Provided records =>
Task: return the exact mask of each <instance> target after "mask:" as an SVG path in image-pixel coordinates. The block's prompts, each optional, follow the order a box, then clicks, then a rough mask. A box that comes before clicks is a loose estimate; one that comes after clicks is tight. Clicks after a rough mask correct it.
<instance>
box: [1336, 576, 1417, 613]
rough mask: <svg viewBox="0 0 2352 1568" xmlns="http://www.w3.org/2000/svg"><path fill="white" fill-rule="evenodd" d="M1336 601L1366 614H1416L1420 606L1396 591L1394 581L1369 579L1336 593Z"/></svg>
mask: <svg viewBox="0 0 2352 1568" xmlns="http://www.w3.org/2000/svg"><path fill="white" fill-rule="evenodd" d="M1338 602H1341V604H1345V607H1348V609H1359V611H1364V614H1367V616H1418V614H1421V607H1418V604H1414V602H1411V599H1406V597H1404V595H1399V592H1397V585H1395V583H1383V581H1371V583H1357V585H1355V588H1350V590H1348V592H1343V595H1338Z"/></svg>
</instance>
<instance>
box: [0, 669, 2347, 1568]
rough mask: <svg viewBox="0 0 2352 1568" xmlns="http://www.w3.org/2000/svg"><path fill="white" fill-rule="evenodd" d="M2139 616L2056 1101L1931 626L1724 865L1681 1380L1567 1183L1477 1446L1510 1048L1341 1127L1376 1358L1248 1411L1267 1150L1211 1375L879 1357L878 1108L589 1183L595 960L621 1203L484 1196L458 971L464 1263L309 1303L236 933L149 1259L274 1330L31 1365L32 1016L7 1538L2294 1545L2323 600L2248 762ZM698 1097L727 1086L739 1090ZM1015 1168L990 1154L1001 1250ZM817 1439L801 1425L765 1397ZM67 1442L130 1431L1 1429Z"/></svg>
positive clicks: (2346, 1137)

Problem => All of the records are to be reproduced exactly as they were given.

Exercise output =>
Task: return the exact mask of each <instance> target after "mask:" as an SVG path in image-pixel coordinates. The block's prompts, each optional, follow the order a box, then clicks, then a rough mask. A box that comes before clicks is a loose estimate; one that comes after clicks is tight. Clicks after a rough mask correct it.
<instance>
box: [1336, 576, 1417, 613]
rough mask: <svg viewBox="0 0 2352 1568" xmlns="http://www.w3.org/2000/svg"><path fill="white" fill-rule="evenodd" d="M1336 601L1366 614H1416L1420 606L1396 591L1394 581L1369 579L1336 593Z"/></svg>
mask: <svg viewBox="0 0 2352 1568" xmlns="http://www.w3.org/2000/svg"><path fill="white" fill-rule="evenodd" d="M1338 602H1341V604H1345V607H1348V609H1359V611H1364V614H1367V616H1418V614H1421V607H1418V604H1414V602H1411V599H1406V597H1404V595H1399V592H1397V585H1395V583H1383V581H1371V583H1357V585H1355V588H1350V590H1348V592H1343V595H1338Z"/></svg>
</instance>
<instance>
box: [0, 669, 2347, 1568]
rough mask: <svg viewBox="0 0 2352 1568" xmlns="http://www.w3.org/2000/svg"><path fill="white" fill-rule="evenodd" d="M2139 616L2056 1101L1931 626L1724 865L1681 1380L1567 1183L1477 1446L1510 1048L1341 1127L1376 1358L1248 1411L1267 1150L1211 1375L879 1357L878 1108L589 1183L595 960L621 1203L484 1196L458 971L464 1263L309 1303L236 933L149 1259L274 1330L31 1365L32 1016L7 1538L2294 1545L2323 600L2248 762ZM698 1097L727 1086L739 1090ZM1015 1168L990 1154L1001 1250ZM817 1439L801 1425L765 1397ZM67 1442L130 1431L1 1429Z"/></svg>
positive clicks: (2346, 1137)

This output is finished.